- [Tarea 1]: Informe, copiándolas, todas las líneas del listado en las que aparezca la cadena "target", distinguiendo entre mayúsculas y minúsculas.

- [Fragmento para leer]:
_____

A cincuenta y tres años de la muerte de Manuel Gálvez, ocurrida en Buenos
Aires el 14 de noviembre de 1962, no es fácil encontrar nuevas ediciones
de sus obras. Hecho curioso, si se tiene en cuenta que fue el novelista
argentino más editado -y leído- de la primera mitad del siglo pasado.
Las ediciones de esa época todavía pueblan las librerías de viejo, pero
escasean las reediciones, entre las que se destacan la Vida de Hipólito
Yrigoyen (El Elefante Blanco) y la reciente de Nacha Regules, en la
colección Rescates (Eterna Cadencia). Claro que lo que menos soñó Gálvez es que alguna vez tuviera que
ser "rescatado", y mucho menos del olvido. Él mismo se proyectó primero
como el Balzac y, poco después, como el Galdós argentino. Con un plan
metódico, que comenzó con La maestra normal en un momento auroral del
siglo XX, aspiró desde su propia Comédie Humaine a cubrir los más
diversos aspectos de la sociedad.
Tras
un rápido paso por el socialismo, que lo llevó a fundar la revista
Ideas y una de las primeras cooperativas editoriales que fue modelo de
generosidad, Gálvez desembocó en un catolicismo nacionalista que -para
algunos críticos- invalidó su plataforma de observación, carente de la
imparcialidad de sus referentes. En el prólogo de una edición de
Historia de arrabal -una de sus novelas más breves e intensas- Jorge
Lafforgue se despacha: "La confrontación entre propuesta realista e
ideología católica genera más de una tensión (no resuelta) y es factor
desencadenante de muchos de sus desequilibrios formales [.]. De allí el
escaso, cuando no nulo, espesor crítico del relevamiento social
realizado por el escritor argentino.".

_____

Extractos del conjunto de datos de segmentación
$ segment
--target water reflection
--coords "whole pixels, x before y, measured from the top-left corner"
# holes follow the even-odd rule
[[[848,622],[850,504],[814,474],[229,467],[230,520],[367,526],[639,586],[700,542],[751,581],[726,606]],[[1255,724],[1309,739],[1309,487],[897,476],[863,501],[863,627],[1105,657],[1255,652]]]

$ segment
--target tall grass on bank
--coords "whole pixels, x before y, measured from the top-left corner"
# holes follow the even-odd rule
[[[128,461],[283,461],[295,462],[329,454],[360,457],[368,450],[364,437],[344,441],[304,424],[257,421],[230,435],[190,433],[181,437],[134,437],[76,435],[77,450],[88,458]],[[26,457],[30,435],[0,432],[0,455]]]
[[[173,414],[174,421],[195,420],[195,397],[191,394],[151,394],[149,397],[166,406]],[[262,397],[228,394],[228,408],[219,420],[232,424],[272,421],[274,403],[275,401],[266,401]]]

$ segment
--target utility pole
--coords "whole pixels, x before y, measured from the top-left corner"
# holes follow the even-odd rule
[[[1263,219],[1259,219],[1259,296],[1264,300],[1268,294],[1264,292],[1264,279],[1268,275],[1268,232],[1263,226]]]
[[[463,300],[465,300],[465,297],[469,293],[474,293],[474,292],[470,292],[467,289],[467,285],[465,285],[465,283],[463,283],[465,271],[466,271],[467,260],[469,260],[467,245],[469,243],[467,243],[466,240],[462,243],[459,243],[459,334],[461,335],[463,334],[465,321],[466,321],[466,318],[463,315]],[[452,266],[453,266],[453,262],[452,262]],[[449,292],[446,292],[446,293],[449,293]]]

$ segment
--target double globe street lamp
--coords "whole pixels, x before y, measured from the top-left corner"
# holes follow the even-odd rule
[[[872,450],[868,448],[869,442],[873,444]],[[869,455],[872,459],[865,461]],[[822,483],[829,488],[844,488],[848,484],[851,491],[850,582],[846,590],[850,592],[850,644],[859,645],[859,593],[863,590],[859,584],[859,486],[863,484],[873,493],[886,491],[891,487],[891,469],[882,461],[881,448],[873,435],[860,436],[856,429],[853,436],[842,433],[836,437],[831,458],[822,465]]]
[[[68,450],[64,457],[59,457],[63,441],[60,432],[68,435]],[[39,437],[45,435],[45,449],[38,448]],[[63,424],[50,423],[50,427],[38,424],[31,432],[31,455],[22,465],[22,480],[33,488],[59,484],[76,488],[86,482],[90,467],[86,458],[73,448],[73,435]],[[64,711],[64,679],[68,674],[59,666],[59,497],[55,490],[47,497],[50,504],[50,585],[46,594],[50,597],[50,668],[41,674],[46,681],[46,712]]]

_____

- [Tarea 2]: Reproduzca literalmente el pasaje del texto sobre Manuel Gálvez que comienza con "Las ediciones de" y continúa hasta "de la sociedad.".

- [Respuesta 1]:
--target water reflection
--target tall grass on bank
--target utility pole
--target double globe street lamp

- [Respuesta 2]:
Las ediciones de esa época todavía pueblan las librerías de viejo, pero
escasean las reediciones, entre las que se destacan la Vida de Hipólito
Yrigoyen (El Elefante Blanco) y la reciente de Nacha Regules, en la
colección Rescates (Eterna Cadencia). Claro que lo que menos soñó Gálvez es que alguna vez tuviera que
ser "rescatado", y mucho menos del olvido. Él mismo se proyectó primero
como el Balzac y, poco después, como el Galdós argentino. Con un plan
metódico, que comenzó con La maestra normal en un momento auroral del
siglo XX, aspiró desde su propia Comédie Humaine a cubrir los más
diversos aspectos de la sociedad.